Collection entries:
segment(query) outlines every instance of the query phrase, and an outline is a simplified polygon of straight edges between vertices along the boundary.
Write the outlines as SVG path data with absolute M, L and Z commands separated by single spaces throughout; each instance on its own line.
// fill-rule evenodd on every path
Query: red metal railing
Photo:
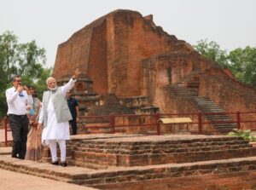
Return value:
M 208 115 L 229 115 L 232 120 L 217 120 L 217 121 L 207 121 L 206 116 Z M 256 123 L 256 112 L 196 112 L 196 113 L 154 113 L 154 114 L 126 114 L 126 115 L 108 115 L 108 116 L 84 116 L 80 118 L 80 120 L 85 119 L 86 124 L 83 126 L 85 129 L 108 129 L 108 131 L 105 133 L 116 133 L 119 130 L 119 128 L 124 127 L 151 127 L 155 130 L 155 135 L 160 135 L 160 124 L 158 122 L 161 118 L 180 118 L 180 117 L 188 117 L 192 119 L 192 130 L 189 131 L 193 134 L 207 134 L 211 133 L 209 130 L 206 130 L 207 125 L 212 124 L 236 124 L 237 129 L 250 129 L 252 130 L 256 130 L 256 125 L 254 127 L 254 123 Z M 137 119 L 137 120 L 136 120 Z M 131 123 L 131 120 L 135 120 L 134 123 Z M 93 124 L 102 123 L 102 124 Z M 245 124 L 253 124 L 253 126 L 244 127 Z M 4 119 L 4 141 L 5 145 L 8 143 L 8 131 L 10 130 L 8 128 L 8 118 Z M 102 131 L 100 131 L 102 133 Z M 215 130 L 216 132 L 216 130 Z M 97 133 L 96 131 L 90 133 Z

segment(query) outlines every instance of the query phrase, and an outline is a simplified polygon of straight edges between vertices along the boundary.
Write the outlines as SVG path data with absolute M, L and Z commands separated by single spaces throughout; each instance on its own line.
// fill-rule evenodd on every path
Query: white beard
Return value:
M 55 91 L 55 90 L 56 90 L 57 88 L 58 88 L 58 87 L 55 86 L 55 88 L 49 88 L 49 90 L 52 90 L 52 91 Z

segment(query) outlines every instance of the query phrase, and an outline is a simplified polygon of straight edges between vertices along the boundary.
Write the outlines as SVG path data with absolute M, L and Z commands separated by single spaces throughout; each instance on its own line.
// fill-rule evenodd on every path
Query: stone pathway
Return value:
M 1 190 L 96 190 L 67 182 L 28 176 L 0 169 Z

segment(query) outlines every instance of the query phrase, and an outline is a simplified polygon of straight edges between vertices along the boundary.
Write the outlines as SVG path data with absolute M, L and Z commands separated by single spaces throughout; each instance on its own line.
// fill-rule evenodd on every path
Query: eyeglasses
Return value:
M 24 95 L 22 94 L 22 92 L 20 92 L 20 93 L 19 93 L 19 95 L 20 95 L 20 97 L 24 96 Z

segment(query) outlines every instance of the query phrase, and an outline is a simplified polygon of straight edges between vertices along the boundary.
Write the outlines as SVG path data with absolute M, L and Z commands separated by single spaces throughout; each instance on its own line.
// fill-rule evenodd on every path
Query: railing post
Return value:
M 202 119 L 201 119 L 201 112 L 198 112 L 198 133 L 202 134 Z
M 240 112 L 236 112 L 236 127 L 237 130 L 241 130 L 241 118 L 240 118 Z
M 154 118 L 155 118 L 155 122 L 156 122 L 156 134 L 157 135 L 161 135 L 161 132 L 160 132 L 160 123 L 158 122 L 158 120 L 160 119 L 160 113 L 159 112 L 156 112 L 154 114 Z
M 4 118 L 4 141 L 5 147 L 7 147 L 7 117 Z
M 114 130 L 114 125 L 115 125 L 115 122 L 114 122 L 114 115 L 113 114 L 111 114 L 109 116 L 110 118 L 110 127 L 111 127 L 111 133 L 115 133 L 115 130 Z

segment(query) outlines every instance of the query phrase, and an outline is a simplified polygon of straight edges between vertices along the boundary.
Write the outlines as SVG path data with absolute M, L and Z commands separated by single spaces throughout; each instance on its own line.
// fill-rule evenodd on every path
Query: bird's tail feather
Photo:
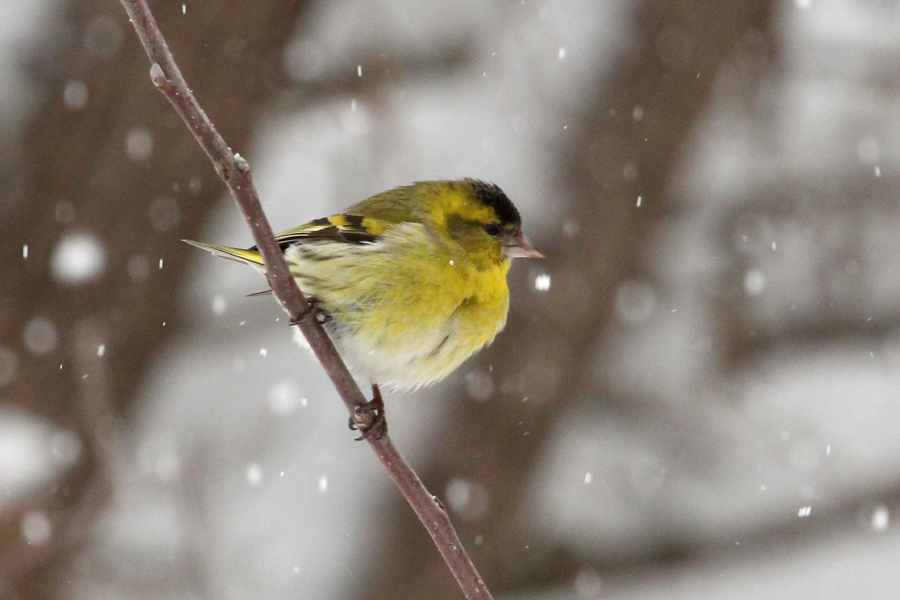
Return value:
M 229 260 L 236 260 L 257 269 L 264 268 L 262 256 L 256 250 L 242 250 L 241 248 L 231 248 L 229 246 L 216 246 L 214 244 L 204 244 L 203 242 L 195 242 L 193 240 L 181 240 L 186 244 L 190 244 L 201 250 L 211 252 L 213 255 Z

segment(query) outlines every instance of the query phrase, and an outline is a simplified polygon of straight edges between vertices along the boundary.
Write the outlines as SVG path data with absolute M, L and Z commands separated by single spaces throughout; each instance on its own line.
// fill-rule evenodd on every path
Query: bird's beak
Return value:
M 512 239 L 510 245 L 503 246 L 503 255 L 506 258 L 544 258 L 541 251 L 535 248 L 531 240 L 521 231 Z

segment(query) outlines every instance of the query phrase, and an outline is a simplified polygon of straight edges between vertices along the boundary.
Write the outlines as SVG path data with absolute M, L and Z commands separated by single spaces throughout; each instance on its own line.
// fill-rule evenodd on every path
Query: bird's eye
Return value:
M 488 223 L 484 226 L 484 232 L 491 237 L 497 237 L 500 235 L 500 225 L 497 223 Z

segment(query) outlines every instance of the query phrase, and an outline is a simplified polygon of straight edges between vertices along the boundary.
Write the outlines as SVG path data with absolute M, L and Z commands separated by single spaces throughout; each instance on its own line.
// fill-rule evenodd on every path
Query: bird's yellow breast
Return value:
M 506 324 L 509 262 L 474 264 L 421 225 L 395 226 L 329 260 L 305 252 L 291 257 L 301 288 L 331 316 L 326 326 L 348 363 L 373 382 L 433 383 Z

### EXERCISE REQUIREMENTS:
Reproduce all of the lines above word for word, but omit the pictures.

### SOLUTION:
segment(query) outlines every instance of the query phrase, and an outline is a simplified polygon of straight edges between vertices along the boundary.
Write the outlines as SVG path data with absolute M, L and Z commands separated by single spaces throughout; each instance on its own line.
// fill-rule evenodd on every path
Query: red metal railing
Photo:
Return value:
M 208 115 L 229 115 L 232 120 L 217 120 L 217 121 L 207 121 L 206 116 Z M 256 123 L 256 112 L 196 112 L 196 113 L 154 113 L 154 114 L 126 114 L 126 115 L 108 115 L 108 116 L 84 116 L 80 118 L 80 120 L 85 119 L 86 124 L 83 126 L 85 129 L 108 129 L 108 131 L 105 133 L 116 133 L 119 130 L 119 128 L 124 127 L 151 127 L 155 130 L 155 135 L 160 135 L 160 124 L 158 122 L 161 118 L 180 118 L 180 117 L 188 117 L 192 119 L 192 130 L 189 131 L 193 134 L 207 134 L 211 133 L 209 130 L 206 130 L 207 125 L 212 124 L 236 124 L 237 129 L 250 129 L 252 130 L 256 130 L 256 125 L 254 127 L 254 123 Z M 137 119 L 137 120 L 136 120 Z M 131 123 L 131 120 L 135 120 L 134 123 Z M 93 124 L 102 123 L 102 124 Z M 245 124 L 253 124 L 253 126 L 244 127 Z M 4 119 L 4 141 L 5 145 L 8 143 L 8 131 L 10 130 L 8 128 L 8 118 Z M 102 131 L 100 131 L 102 133 Z M 215 130 L 216 132 L 216 130 Z M 97 133 L 96 131 L 90 133 Z

segment(query) outlines every instance of the query phrase, and an outline is a simplified polygon of straight edges between vertices along the boundary.
Write the outlines as SVG path data with absolute M, L and Z commands separated by single spaces throughout; each instance on its own line.
// fill-rule evenodd on every path
Query: white beard
Return value:
M 55 91 L 55 90 L 56 90 L 57 88 L 58 88 L 58 87 L 55 86 L 55 88 L 49 88 L 49 90 L 52 90 L 52 91 Z

segment(query) outlines every instance of the query phrase, and an outline is a simplified polygon of straight edges between vertices along the boundary.
Write the outlines as SVG path data with absolute M, L and Z commands separated by single spaces throughout; each instance on its own line.
// fill-rule evenodd on every path
Query: stone pathway
Return value:
M 1 190 L 96 190 L 67 182 L 28 176 L 0 169 Z

segment(query) outlines every instance of the query phrase, and an outline is a simplified polygon of straight edges between vertices along the boundary.
Write the outlines as SVG path data with absolute M, L and Z commands separated by single spaces throughout; each instance on its own line.
// fill-rule evenodd on every path
Query: eyeglasses
Return value:
M 24 95 L 22 94 L 22 92 L 20 92 L 20 93 L 19 93 L 19 95 L 20 95 L 20 97 L 24 96 Z

segment(query) outlines every instance of the query phrase, and an outline is a simplified polygon of straight edges between vertices along the boundary.
Write the outlines as SVG path data with absolute M, L and Z commands separated by single spaces throughout; each instance on its own line.
// fill-rule evenodd on every path
Query: railing post
Return value:
M 202 119 L 201 119 L 201 112 L 198 112 L 198 133 L 202 134 Z
M 240 112 L 236 112 L 236 127 L 237 130 L 241 130 L 241 118 L 240 118 Z
M 154 118 L 155 118 L 155 122 L 156 122 L 156 134 L 157 135 L 161 135 L 161 132 L 160 132 L 160 123 L 158 122 L 158 120 L 160 119 L 160 113 L 159 112 L 156 112 L 154 114 Z
M 4 118 L 4 141 L 5 147 L 7 147 L 7 117 Z
M 114 130 L 114 125 L 115 125 L 115 122 L 114 122 L 114 115 L 113 114 L 111 114 L 109 116 L 110 118 L 110 127 L 111 127 L 111 133 L 115 133 L 115 130 Z

segment(query) outlines every instance of the query phrase, and an outline is a simplified polygon of straight edges between vertices along the boundary.
Write the outlines as SVG path data with absolute M, L and Z commands separated by single spaces throughout; each instance on its own line.
// fill-rule evenodd on every path
Query: bird's tail feather
Photo:
Return value:
M 229 260 L 236 260 L 257 269 L 264 268 L 262 256 L 256 250 L 242 250 L 241 248 L 231 248 L 229 246 L 216 246 L 214 244 L 204 244 L 203 242 L 195 242 L 193 240 L 181 240 L 186 244 L 190 244 L 201 250 L 211 252 L 213 255 Z

segment(query) outlines every instance of the query phrase, and an outline is a simplified polygon of straight edges between vertices along the boundary.
Write the outlines as SVG path data with absolute M, L and Z commands separated by single spaces throughout; each instance on its own line.
// fill-rule evenodd on every path
Query: bird's beak
Return value:
M 512 239 L 510 245 L 503 246 L 503 255 L 506 258 L 544 258 L 541 251 L 535 248 L 531 240 L 521 231 Z

segment(query) outlines every instance of the query phrase, and an outline is a simplified polygon of straight edges between vertices along the boundary.
Write the outlines as SVG path data with absolute M, L and Z commands separated by single spaces throughout; each instance on its own line.
// fill-rule evenodd on every path
Query: bird's eye
Return value:
M 488 223 L 484 226 L 484 232 L 491 237 L 497 237 L 500 235 L 500 225 L 497 223 Z

segment(query) outlines every instance of the query phrase, and an outline is a simplified polygon of straight edges between vertices along the boundary.
Write the outlines as SVG path data with absolute M, L and Z commands separated by single spaces throughout; each instance on its own line.
// fill-rule evenodd on every path
Query: bird's yellow breast
Return value:
M 506 324 L 509 262 L 474 264 L 421 225 L 395 226 L 329 260 L 305 252 L 291 257 L 301 288 L 331 316 L 326 326 L 348 363 L 373 382 L 433 383 Z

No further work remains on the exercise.